__Compiti da svolgere__.
1. Nel brano sulle critiche ricevute dal libro, quali nomi di persona compaiono, esclusi quelli che fanno parte del nome di una legge? Elencali tutti.
2. Rispondi a queste domande sul brano delle critiche al libro:
(a) Dove fece Guarino la segnalazione di Plebe Genti Esercito?
(b) In quale lingua erano riportati i testi di Livio e Dionigi?
(c) Che cosa rese preventiva la lex Publilia Philonis de auctoritate?
3. Riscrivi la parte del brano sulle critiche al libro che comincia con le parole "L'osservazione" e si chiude dopo "diversi argomenti (40)", sostituendo "dittatore" con "console".

__Testo__.
Ho scritto sopra di avere la sensazione che il mio lavoro
non sia stato preso molto sui serio: i critici più benevoli
ne hanno apprezzato (a voce) alcune "originalità",
taluno ne ha sottolineato (a voce) il contenuto
"provocatorio", ma quanto a credibilità esso è
stato giudicato (per iscritto) al di sotto di un livello
accettabile. Questa sostanziale sottovalutazione di un
contributo che, malgrado i dubbi di Lobrano, è frutto di
molte riflessioni e non dell'improvvisazione (anche se
taluni suoi aspetti formali, già sopra messi in luce,
contribuiscano a presentarlo sotto una luce forse un po'
dimessa) è certo la cosa che più mi spiace fra i giudizi
che esso ha provocato; se a ciò si aggiunge che, fra quanti
mi sono parsi sottovalutare la mia fatica, vanno annoverati
due Maestri napoletani degni della stima e dell'ammirazione
di tutti (alludo a Francesco De Martino e ad Antonio
Guarino) si potrà comprendere il mio imbarazzo nel tentarne
la difesa.
La
segnalazione che Guarino fece di Plebe Genti Esercito nel
Tagliacarte di Labeo (38)
lasciava per la verità presagire un maggiore interesse
dell'autore nei confronti del mio lavoro: a parte la critica
per avere io riportato i testi di Livio e Dionigi in sola
lingua italiana (rilievo al quale ho risposto non appena mi
è stato possibile) (39)
, Guarino pareva quanto meno interessato alle molte novità
che il Corso presentava, se è vero che lo qualificava
espressamente «un libro tutto da leggere». E tuttavia,
l'incitamento di Guarino non pare essere stato raccolto, se
è vero che non soltanto il mio volume non è stato ritenuto
dai più «un libro tutto da leggere», ma nemmeno «un
libro da leggere tutto». Lo stesso Guarino, per di più,
dalla cui presentazione era lecito attendersi un
atteggiamento, se non di approvazione, almeno di attenzione,
dà un saggio di come ci si passa "liberare" con
la consueta arguzia, ma con inconsueta levitas, di
una delle mie affermazioni che giudico maggiormente fondata.
L'osservazione
è quella secondo la quale la lex Publilia. Philonis de
auctoritate, che rese preventiva l'auctoritas patrum alle
delibere del comizio centuriato da successiva che era,
costituì un rafforzamento del potere del senato e che, cosa
che qui ci interessa, essa non fu il frutto di un
atteggiamento antisenatorio del dittatore del 339 a.C. Per
dimostrare l'assunto facevo uso di diversi argomenti (40)

__Sezione dati__.
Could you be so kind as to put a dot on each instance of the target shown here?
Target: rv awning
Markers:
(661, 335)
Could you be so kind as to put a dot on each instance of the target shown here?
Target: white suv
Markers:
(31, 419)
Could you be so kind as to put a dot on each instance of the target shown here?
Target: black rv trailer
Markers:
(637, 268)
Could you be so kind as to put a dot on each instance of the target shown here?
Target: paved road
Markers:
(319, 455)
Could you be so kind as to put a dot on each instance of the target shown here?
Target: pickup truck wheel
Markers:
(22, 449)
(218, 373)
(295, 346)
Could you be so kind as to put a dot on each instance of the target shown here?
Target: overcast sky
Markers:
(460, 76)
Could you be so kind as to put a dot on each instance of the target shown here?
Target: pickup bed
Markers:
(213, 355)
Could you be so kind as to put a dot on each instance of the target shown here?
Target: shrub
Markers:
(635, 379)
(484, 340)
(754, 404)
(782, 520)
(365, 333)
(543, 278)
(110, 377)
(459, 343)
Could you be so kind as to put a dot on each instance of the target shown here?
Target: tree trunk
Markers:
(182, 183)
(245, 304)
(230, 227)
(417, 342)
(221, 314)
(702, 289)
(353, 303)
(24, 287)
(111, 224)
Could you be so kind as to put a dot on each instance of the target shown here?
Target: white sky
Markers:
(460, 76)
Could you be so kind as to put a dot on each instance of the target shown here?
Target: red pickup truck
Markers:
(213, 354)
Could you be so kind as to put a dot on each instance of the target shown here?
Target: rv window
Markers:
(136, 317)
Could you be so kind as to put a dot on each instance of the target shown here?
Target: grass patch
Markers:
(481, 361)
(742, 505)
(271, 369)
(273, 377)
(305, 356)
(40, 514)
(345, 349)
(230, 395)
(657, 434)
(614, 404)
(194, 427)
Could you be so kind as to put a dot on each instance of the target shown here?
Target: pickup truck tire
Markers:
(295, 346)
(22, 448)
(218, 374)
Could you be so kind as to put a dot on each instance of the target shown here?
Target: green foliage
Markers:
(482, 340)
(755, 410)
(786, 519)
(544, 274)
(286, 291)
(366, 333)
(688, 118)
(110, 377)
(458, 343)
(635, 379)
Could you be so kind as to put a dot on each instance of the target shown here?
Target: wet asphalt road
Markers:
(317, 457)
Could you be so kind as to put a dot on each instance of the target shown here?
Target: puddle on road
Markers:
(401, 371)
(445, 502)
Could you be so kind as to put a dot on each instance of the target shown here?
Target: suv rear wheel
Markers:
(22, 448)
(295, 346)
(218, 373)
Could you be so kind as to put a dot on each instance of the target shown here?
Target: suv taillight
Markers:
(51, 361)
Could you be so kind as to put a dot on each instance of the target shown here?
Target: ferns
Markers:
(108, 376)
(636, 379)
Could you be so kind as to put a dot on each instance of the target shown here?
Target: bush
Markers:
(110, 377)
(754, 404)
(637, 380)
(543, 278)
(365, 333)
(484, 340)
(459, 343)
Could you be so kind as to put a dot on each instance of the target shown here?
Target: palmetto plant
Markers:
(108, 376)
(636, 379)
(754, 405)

__Soluzioni dei compiti__.
1. Lobrano; Francesco De Martino; Antonio Guarino; Livio; Dionigi

2.
(a) Nel Tagliacarte di Labeo.
(b) In sola lingua italiana.
(c) L'auctoritas patrum alle delibere del comizio centuriato, che prima era successiva.

3.
L'osservazione
è quella secondo la quale la lex Publilia. Philonis de
auctoritate, che rese preventiva l'auctoritas patrum alle
delibere del comizio centuriato da successiva che era,
costituì un rafforzamento del potere del senato e che, cosa
che qui ci interessa, essa non fu il frutto di un
atteggiamento antisenatorio del console del 339 a.C. Per
dimostrare l'assunto facevo uso di diversi argomenti (40)